EXTRACT TO READ:
□ □ □
"I don't think we've ever done this on this program before," Jian Ghomeshi began his show on Tuesday. His daily radio hour, Q, airs in Canada on CBC, and also reaches an international audience in syndication and as a popular podcast. "It has been quite a 24 hours of an outpouring of reactions to our program yesterday … There has been a lot of anger directed toward this show," Ghomeshi said. He began reading some of those reactions.
I grabbed my phone and downloaded Monday's show. There's probably no better advertisement than a solemn apologia.
On Monday, Ghomeshi had moderated a tense debate about the appropriateness of the term rape culture, the usage of which has become increasingly common since its emergence in the 1970s, dramatically so in recent years. Broadly, rape culture denotes attitudes and behaviors that normalize sexual assault, and systems that don't provide proper help to victims and proper prosecution of aggressors. The stated intent of Ghomeshi's segment was to explore whether the term is accurate and helpful, radical and alarmist, or something in between. Squared against one another were guests Lise Gotell, chair of women's and gender studies at the University of Alberta, and Heather Mac Donald of the Manhattan Institute, a conservative-leaning think tank.
□ □ □
SUPPLIED DATA:
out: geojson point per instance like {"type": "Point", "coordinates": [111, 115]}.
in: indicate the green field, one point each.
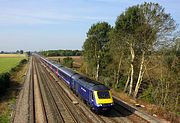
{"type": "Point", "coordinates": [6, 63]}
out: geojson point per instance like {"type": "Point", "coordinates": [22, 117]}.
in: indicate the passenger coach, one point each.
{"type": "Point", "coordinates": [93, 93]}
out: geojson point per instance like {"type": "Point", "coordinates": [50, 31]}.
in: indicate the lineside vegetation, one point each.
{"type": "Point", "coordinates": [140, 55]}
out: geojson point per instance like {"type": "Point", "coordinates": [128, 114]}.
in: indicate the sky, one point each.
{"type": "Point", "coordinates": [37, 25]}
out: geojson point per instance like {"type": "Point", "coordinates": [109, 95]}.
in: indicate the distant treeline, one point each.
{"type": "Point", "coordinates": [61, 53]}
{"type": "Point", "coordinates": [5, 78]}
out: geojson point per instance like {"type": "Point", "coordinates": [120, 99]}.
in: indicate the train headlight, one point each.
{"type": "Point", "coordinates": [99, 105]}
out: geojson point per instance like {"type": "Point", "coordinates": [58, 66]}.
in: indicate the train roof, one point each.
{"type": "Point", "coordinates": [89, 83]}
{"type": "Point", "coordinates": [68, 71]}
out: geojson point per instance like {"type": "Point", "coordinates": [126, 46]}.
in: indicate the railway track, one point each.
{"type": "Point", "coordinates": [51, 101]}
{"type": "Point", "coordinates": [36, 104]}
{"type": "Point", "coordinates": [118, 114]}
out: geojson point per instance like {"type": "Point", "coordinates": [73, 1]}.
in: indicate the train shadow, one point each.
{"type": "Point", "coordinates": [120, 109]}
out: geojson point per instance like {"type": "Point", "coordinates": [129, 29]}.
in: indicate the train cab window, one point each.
□ □ □
TASKS:
1 - In the passage about the rape culture debate on Q, which think tank is Heather Mac Donald with?
2 - Continue the passage about the rape culture debate on Q from the point where it stops.

RESULTS BY TASK:
1 - The Manhattan Institute.

2 -
The segment swelled out of the amiable host's control, into what listeners deemed to be rape apology and victim blaming on the part of Mac Donald. The Yale-, Cambridge-, and Stanford-educated quinquagenarian lawyer-turned-public-intellectual made statements about "real rape" involving strangers in dark alleys, media blowing the problem of sexual assault out of proportion, touting some redeeming reality in which rape is rare and easily avoided, and the astringent notion that if women did not "drink themselves blotto" (adj. informal, extremely drunk) at parties, rape would virtually disappear. Mac Donald essentially regurgitated the myths to which the term rape culture was a reaction.
Listeners responded in droves, many questioning why Ghomeshi would give air time to Mac Donald's message, which they argued was regressive and, as one listener called it, "extreme and dangerous."
"I was sure I'd been transported back 30 years when listening to Mac Donald," another person wrote. "If we follow her submission that women should be taught to avoid situations of danger and blame women for being sexually assaulted, then should we not teach everyone to avoid being hit by drunk drivers? … We could learn how to drive up on sidewalks, take a different route, or drive off the road to avoid the perpetrators."
"I tuned in to hear two reasoned perspectives on some of the issues surrounding this term," wrote another listener. "Unfortunately, that is not what Ms. Mac Donald brought to the debate."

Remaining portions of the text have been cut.